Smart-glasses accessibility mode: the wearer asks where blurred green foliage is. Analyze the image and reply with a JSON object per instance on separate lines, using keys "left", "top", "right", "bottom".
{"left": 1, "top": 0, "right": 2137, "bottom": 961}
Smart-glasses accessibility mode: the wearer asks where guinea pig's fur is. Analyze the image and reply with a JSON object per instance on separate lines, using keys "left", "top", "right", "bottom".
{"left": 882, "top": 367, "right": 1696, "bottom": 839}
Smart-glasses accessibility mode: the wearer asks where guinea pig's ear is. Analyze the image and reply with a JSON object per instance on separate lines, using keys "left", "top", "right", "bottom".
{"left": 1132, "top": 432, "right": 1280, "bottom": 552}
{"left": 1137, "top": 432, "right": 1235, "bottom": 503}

※

**WORK TO BE COMPLETED:**
Nothing but the lines from the one containing "guinea pig's fur" through the last line of the data above should be given again, each exactly as it stands.

**ANSWER FOR THIS EXERCISE:**
Smart-glasses accessibility mode: the wearer asks where guinea pig's fur is. Analyze the image and reply with a JSON object per instance on separate lines, using keys "left", "top", "right", "bottom".
{"left": 882, "top": 367, "right": 1696, "bottom": 839}
Smart-glasses accessibility mode: the wearer asks where guinea pig's ear is. Analyze the image and reply with a JSON object per instance on separate lines, using keys "left", "top", "right", "bottom".
{"left": 1132, "top": 432, "right": 1280, "bottom": 552}
{"left": 1137, "top": 432, "right": 1235, "bottom": 503}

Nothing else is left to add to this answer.